▸ **本文**:
----------------------------------------

Image credit: NASA/JPL-Caltech/UCLA/MPS/DLR/IDA/USRA/LPI
 

Solving the Bright Mystery : 高輝度スポットを謎解く

2015年、ドーン探査機がケレスに到着する以前に、科学者たちは望遠鏡によって拡散した明るい領域に気づいていたが、その性質は不明であった。ドーンはケレスに近づくにつれ、オッカトルクレータ(後に名付けられた)内に写る二つの異なる反射率の高い領域の画像をキャプチャした。これらの領域は、後に「Cerealia Facula」および「Vinalia Faculae}と名付けられた。(「Faculae(白斑)」は明るい領域を意味する。)

科学者たちは、降り注ぐ微小隕石が頻繁にセレスの表面を傷つけ、破壊された破片を表面に散逸させることを知っていた。本来ならば時が経つにつれてそのような現象は、これらの明るい領域を暗くするはずだ。このことから高輝度スポットの明るさは、これらエリアの表面環境は若いものであることが示唆される。エリアの形成過程と、その形成物質がいかに新しいものであるかを解明することが、2017年から2018年に渡るドーンの最後の延長ミッションの主な焦点だった。

----------------------------------------

▸ **提供情報**:
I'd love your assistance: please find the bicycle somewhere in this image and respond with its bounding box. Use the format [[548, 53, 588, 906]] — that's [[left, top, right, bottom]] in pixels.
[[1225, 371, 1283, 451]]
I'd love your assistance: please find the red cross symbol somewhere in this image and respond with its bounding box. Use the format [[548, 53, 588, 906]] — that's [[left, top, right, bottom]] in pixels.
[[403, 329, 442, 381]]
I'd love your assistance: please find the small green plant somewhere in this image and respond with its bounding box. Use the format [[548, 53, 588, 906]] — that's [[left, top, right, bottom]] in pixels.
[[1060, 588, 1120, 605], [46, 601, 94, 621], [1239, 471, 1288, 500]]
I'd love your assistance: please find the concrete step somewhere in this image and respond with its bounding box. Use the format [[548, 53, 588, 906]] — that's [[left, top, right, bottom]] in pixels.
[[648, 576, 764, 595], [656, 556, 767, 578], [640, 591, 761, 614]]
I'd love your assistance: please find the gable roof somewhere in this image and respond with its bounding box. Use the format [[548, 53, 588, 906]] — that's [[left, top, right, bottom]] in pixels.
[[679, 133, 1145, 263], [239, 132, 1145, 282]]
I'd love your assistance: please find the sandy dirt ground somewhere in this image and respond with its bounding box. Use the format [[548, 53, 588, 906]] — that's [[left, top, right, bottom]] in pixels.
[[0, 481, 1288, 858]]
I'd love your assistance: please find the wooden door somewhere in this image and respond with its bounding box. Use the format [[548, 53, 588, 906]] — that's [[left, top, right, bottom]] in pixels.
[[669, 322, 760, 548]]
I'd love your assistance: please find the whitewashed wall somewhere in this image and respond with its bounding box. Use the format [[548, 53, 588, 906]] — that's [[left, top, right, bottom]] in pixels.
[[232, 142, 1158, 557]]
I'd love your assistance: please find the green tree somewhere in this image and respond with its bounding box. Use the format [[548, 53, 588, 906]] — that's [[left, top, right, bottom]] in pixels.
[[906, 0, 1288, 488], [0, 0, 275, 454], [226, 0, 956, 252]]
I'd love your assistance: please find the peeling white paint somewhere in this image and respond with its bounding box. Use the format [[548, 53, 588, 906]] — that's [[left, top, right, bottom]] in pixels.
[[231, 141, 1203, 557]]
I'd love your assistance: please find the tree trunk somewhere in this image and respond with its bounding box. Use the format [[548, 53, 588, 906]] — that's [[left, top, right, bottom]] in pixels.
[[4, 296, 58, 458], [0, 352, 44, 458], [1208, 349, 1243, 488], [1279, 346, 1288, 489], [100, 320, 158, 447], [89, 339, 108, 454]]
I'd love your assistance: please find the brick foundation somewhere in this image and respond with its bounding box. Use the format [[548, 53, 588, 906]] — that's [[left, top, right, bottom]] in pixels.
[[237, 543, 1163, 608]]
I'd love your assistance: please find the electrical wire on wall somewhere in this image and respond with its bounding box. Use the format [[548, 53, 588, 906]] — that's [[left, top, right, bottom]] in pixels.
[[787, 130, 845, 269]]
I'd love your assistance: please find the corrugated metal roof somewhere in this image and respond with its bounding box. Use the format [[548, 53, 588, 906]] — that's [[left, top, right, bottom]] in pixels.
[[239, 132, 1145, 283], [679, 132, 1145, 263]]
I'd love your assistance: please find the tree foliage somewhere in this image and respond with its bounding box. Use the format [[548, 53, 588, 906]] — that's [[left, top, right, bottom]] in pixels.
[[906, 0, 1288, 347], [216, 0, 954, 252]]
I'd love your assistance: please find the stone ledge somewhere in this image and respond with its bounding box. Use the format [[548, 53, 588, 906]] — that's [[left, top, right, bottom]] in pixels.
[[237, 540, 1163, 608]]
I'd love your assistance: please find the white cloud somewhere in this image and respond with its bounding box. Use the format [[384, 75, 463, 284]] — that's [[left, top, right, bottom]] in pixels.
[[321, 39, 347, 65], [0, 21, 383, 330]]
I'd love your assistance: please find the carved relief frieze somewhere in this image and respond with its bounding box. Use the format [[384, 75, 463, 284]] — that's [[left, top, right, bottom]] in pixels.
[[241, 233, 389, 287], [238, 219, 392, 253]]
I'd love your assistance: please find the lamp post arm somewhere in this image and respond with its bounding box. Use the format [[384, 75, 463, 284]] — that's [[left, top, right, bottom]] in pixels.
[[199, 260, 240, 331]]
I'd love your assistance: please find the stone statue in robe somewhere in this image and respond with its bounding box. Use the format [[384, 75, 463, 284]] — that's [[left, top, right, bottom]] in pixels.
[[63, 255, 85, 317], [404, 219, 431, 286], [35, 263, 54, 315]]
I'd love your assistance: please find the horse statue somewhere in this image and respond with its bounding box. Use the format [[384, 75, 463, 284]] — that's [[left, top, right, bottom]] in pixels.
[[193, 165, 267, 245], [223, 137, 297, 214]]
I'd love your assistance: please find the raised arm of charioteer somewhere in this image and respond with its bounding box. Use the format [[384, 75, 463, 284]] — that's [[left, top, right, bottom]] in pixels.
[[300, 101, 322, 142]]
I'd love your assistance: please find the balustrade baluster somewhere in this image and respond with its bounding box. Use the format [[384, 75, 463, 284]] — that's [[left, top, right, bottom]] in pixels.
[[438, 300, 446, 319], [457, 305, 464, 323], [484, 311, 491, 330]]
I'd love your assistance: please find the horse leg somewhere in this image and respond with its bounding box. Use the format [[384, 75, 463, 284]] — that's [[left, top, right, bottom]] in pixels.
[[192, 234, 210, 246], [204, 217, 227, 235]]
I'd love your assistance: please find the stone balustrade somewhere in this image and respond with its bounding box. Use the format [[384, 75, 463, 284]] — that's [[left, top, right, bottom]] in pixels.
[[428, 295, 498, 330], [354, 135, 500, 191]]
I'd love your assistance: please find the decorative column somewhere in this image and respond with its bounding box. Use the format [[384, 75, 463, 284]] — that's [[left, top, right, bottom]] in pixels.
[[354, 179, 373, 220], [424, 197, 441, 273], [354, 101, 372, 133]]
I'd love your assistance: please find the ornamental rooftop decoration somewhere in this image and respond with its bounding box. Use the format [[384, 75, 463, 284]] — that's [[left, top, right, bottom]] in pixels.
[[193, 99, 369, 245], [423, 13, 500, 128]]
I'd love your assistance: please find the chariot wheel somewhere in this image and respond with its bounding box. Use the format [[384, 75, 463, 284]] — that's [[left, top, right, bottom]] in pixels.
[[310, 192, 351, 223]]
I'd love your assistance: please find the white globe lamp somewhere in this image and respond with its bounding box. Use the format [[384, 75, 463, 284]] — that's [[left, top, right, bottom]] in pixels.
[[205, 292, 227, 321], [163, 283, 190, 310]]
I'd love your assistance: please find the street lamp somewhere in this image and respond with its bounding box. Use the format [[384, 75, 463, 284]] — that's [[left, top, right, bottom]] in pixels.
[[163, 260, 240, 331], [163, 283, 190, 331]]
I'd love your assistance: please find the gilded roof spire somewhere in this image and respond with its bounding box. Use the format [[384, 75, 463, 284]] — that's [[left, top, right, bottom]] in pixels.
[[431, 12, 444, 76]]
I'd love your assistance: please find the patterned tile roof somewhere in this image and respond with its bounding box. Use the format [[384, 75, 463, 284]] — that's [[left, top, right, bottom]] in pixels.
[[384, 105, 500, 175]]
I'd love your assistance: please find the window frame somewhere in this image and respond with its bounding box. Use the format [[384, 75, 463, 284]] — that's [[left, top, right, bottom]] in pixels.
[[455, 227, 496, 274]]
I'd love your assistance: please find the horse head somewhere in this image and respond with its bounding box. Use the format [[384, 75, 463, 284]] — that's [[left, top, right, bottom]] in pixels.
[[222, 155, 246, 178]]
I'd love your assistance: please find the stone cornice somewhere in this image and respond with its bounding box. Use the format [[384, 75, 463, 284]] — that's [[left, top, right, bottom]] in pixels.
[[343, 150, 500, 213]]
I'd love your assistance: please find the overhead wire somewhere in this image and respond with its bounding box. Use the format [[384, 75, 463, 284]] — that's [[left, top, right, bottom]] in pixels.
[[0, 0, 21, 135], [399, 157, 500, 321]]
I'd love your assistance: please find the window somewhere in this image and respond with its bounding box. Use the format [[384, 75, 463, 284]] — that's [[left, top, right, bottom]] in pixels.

----------------------------------------

▸ **課題内容 A**: ケレスの高輝度スポットを扱った本文によると、2017年から2018年に渡るドーンの最後の延長ミッションの主な焦点は何でしたか。
▸ **課題内容 B**: ケレスの高輝度スポットを扱った本文の最後の文に続けて、その先を書き足してください。

▸ **最終結果 A**: 明るい領域の形成過程と、その形成物質がいかに新しいものであるかを解明することでした。

▸ **最終結果 B**:
研究結果からは、明るい地域が年代が若いことを確認しただけでなく、その形成が200万年未満であることを示した。また、これら堆積過程を推進する地質学的活動が現在に至っても進行中である可能性があることも判った。この結論は、Cerealia Facula(オッカトル・クレータ内の高輝度スポット)に濃縮された塩化合物(水と塩化アンモニウムと化学的に結合した塩化ナトリウム)という、研究者による重要な発見から導かれた。

ケレスの表面では、水を含む塩は数百年以内に急速に脱水していく。しかし、ドーンによる観測結果からは、まだ水が残っていることが示されているため、流体はごく最近、表面に到達したに違いない。これは、オッカトル・クレータエリアの下に液体水が存在することと、内部の奥深くから表面に向けて物質が継続的に供給されていることの証拠である。

科学者たちは、液体が表面に到達することを可能にする二か所の主要な経路を発見した。
「Cerealia Facula の大規模な鉱床では、塩の大部分は約 2,000 万年前に火口を形成した際の衝撃熱によって溶けた表面直下のぬかるみのある地域から供給された」とドーンの主任研究者 Carol Raymond(キャロル・レイモンド)は述べている 。
「衝撃熱による影響は数百万年後に治まった。しかし衝撃はまた、深くて長寿命である貯留層に到達するほどの大きな割れ目を作り、塩水が表面に浸透し続けることを可能にしたようだ」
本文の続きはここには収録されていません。